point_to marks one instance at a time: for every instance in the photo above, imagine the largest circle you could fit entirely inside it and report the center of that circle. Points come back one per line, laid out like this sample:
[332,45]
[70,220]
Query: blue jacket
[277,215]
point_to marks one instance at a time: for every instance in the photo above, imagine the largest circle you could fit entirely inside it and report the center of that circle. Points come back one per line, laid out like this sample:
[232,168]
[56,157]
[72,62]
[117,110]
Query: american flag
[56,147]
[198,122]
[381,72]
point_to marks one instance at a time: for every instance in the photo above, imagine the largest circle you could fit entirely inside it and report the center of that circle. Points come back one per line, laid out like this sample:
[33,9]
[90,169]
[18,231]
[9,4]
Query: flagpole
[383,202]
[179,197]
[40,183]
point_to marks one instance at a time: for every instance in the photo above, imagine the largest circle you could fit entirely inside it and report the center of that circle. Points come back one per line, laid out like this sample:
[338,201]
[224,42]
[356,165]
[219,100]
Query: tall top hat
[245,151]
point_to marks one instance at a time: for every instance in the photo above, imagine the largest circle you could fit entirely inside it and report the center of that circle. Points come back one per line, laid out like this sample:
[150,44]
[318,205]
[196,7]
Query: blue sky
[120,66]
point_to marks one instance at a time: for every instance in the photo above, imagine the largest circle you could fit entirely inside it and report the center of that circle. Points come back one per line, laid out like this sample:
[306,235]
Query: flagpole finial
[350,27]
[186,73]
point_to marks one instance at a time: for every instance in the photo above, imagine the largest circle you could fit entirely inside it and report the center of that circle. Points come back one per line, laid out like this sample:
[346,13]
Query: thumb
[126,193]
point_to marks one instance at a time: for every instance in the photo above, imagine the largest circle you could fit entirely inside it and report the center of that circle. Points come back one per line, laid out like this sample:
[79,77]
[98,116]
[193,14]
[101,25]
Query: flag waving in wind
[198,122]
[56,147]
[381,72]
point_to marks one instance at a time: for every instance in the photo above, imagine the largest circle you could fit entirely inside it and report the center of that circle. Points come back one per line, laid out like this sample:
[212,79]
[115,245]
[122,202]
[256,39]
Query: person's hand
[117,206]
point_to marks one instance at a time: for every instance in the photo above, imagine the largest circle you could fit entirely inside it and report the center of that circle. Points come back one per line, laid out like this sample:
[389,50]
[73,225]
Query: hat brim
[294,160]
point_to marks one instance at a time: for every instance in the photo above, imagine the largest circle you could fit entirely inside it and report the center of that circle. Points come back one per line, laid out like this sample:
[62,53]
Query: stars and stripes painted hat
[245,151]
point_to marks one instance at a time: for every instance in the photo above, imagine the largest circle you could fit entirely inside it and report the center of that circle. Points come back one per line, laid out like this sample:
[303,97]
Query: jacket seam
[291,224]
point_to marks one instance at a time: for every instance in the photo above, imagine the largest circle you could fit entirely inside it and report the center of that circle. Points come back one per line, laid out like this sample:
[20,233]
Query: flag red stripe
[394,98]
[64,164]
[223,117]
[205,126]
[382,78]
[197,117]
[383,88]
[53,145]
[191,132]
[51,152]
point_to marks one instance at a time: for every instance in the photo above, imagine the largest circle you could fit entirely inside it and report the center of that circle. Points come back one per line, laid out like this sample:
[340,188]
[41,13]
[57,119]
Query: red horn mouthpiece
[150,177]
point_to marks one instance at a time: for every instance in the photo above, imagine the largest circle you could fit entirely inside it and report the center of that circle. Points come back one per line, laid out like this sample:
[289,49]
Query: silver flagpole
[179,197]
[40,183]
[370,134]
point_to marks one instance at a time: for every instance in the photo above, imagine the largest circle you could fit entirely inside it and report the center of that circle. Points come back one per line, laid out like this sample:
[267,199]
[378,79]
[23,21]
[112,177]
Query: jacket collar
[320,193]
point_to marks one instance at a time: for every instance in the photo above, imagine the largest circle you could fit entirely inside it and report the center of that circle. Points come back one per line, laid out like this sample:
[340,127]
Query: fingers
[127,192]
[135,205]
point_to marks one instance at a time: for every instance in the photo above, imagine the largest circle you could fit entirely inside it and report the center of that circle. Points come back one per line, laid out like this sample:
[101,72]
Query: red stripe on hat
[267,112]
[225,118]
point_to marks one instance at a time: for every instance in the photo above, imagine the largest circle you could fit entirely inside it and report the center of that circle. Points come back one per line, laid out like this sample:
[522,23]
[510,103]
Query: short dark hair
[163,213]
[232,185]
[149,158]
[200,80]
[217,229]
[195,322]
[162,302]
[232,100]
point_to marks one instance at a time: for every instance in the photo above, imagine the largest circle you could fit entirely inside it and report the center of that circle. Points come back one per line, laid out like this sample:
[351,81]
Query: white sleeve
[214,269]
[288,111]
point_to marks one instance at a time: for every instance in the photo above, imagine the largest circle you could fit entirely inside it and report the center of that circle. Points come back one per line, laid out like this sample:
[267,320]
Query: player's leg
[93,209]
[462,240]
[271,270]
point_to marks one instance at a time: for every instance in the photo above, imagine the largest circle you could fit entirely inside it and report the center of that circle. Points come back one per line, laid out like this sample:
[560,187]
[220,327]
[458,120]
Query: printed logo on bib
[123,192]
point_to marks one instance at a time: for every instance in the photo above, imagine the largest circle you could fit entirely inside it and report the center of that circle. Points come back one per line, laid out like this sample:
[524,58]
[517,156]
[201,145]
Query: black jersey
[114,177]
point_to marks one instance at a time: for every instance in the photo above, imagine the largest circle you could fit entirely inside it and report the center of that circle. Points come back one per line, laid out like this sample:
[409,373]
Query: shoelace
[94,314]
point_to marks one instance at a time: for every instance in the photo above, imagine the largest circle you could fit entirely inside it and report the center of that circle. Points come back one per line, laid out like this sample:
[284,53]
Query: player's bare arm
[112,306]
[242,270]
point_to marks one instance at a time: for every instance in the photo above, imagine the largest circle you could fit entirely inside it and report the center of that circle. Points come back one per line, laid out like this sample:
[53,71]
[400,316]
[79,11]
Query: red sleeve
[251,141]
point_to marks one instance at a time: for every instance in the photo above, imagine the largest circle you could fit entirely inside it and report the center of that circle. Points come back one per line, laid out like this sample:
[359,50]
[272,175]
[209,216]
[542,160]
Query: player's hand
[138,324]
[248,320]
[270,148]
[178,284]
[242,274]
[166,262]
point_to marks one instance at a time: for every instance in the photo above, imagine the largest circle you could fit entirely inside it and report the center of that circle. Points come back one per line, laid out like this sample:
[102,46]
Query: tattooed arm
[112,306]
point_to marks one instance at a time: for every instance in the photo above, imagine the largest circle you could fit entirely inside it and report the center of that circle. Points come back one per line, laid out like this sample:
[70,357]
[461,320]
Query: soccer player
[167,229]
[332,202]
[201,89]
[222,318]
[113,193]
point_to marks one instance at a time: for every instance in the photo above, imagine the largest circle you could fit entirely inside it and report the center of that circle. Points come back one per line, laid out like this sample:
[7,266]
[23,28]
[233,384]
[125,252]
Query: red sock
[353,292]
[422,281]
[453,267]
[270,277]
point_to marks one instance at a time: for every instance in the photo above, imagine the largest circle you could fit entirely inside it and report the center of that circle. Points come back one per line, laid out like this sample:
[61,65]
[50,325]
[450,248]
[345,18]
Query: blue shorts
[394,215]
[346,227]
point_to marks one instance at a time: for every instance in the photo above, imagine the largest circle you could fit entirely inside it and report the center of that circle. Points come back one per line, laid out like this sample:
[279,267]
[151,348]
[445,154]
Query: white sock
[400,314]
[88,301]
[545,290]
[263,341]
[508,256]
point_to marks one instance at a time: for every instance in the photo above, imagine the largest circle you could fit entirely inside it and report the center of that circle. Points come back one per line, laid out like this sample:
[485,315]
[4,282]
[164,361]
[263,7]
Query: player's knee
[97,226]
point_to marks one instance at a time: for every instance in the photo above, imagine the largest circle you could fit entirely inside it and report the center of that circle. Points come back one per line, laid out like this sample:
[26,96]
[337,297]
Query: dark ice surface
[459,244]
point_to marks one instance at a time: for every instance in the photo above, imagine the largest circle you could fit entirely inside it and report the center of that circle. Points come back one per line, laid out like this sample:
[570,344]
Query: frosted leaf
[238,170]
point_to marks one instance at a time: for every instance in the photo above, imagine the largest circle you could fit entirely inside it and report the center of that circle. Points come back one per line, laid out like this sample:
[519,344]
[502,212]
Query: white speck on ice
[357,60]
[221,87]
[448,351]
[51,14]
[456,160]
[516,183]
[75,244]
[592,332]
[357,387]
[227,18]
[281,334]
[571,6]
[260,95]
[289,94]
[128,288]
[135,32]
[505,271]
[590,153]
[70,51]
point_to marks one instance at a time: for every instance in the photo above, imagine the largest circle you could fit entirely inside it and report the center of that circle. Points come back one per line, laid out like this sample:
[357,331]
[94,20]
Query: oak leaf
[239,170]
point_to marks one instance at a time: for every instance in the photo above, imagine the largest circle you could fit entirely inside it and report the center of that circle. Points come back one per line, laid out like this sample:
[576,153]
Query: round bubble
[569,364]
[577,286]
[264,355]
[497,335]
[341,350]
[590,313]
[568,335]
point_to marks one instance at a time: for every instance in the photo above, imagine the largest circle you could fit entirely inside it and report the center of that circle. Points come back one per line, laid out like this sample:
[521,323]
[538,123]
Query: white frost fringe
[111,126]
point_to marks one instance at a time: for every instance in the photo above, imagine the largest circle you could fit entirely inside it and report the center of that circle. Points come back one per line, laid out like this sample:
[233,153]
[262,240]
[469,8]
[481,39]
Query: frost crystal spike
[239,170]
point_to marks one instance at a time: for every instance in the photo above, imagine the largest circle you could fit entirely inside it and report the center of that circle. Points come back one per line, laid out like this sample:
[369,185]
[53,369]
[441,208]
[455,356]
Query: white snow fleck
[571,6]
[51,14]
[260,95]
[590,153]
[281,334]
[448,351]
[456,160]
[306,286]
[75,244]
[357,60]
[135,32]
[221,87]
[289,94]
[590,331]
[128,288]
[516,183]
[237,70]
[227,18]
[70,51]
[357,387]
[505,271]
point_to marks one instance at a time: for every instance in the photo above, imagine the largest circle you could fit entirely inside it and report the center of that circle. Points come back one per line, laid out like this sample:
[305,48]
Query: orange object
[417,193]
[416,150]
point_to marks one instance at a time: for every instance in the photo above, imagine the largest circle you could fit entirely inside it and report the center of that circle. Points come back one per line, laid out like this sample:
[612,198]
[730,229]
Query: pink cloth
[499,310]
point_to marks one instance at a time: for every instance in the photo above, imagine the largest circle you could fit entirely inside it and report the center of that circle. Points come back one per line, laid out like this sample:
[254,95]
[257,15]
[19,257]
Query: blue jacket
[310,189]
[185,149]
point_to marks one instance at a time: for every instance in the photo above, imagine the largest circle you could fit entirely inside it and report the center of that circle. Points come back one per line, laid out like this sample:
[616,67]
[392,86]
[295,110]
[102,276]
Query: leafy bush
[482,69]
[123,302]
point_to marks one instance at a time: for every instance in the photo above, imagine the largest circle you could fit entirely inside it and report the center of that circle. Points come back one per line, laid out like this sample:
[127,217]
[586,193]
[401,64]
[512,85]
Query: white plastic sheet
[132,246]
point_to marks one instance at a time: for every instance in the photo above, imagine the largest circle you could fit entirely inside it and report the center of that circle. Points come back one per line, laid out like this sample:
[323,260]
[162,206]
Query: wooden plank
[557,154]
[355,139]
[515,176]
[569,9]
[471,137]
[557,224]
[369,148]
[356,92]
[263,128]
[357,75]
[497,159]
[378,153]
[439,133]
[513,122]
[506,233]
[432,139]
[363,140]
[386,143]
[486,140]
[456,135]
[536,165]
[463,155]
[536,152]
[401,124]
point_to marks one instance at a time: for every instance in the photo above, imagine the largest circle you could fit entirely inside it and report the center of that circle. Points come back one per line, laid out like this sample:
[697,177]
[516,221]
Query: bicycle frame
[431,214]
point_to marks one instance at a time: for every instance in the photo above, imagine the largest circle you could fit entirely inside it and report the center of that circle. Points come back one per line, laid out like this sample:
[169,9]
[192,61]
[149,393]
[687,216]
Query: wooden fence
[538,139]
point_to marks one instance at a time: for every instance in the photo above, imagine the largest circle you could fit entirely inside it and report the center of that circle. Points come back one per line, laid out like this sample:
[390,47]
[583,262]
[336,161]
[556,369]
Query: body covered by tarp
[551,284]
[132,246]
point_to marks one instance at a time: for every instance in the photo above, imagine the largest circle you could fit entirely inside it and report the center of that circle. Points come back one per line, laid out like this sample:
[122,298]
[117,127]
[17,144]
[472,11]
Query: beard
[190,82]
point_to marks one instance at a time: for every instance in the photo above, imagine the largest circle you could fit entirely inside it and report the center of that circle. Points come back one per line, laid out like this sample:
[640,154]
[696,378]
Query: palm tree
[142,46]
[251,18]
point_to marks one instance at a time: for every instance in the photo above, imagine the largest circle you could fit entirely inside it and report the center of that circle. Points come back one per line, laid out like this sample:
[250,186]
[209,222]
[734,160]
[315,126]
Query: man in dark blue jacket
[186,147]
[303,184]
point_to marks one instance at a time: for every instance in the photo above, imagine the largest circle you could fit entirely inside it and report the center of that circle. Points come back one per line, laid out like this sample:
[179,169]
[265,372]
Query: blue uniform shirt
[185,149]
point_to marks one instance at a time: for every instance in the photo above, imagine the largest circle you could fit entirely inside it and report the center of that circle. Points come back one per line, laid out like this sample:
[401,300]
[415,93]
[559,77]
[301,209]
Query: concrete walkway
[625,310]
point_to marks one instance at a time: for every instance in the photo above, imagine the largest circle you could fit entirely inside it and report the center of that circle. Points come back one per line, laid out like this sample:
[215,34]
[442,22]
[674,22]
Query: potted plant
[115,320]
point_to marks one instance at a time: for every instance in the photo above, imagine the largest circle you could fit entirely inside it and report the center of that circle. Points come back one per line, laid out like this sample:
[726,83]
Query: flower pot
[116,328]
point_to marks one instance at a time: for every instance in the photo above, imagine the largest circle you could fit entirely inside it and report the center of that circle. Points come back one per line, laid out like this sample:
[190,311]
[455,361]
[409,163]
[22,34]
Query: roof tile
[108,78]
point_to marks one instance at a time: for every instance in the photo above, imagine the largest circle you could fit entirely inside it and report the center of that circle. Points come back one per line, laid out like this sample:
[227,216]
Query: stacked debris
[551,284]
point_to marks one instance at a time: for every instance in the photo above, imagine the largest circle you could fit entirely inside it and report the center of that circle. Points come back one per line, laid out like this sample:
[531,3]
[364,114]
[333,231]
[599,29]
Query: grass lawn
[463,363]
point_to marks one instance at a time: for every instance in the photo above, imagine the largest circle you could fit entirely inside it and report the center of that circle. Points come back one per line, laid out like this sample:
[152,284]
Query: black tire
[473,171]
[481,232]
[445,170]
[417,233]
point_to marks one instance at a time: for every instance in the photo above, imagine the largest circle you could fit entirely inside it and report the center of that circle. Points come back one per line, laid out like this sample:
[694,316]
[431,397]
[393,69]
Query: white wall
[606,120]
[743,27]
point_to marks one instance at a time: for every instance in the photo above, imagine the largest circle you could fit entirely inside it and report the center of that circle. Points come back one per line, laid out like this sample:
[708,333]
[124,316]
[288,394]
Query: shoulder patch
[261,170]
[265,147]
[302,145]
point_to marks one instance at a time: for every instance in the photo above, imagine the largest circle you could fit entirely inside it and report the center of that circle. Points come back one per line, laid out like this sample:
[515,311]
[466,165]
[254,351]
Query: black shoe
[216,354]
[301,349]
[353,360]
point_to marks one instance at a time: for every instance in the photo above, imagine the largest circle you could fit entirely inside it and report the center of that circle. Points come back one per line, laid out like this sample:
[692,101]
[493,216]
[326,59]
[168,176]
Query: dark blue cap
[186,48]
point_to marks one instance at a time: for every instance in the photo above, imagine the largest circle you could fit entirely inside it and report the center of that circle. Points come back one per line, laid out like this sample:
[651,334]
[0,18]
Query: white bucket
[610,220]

------------------------------

# Task statement
Which lines in the items above contain the string "jacket"? Report each such line in full, treating uppercase and lowercase as different.

# Answer to this exercise
Query: blue jacket
Query: jacket seam
Query: jacket collar
Query: blue jacket
Query: man in dark blue jacket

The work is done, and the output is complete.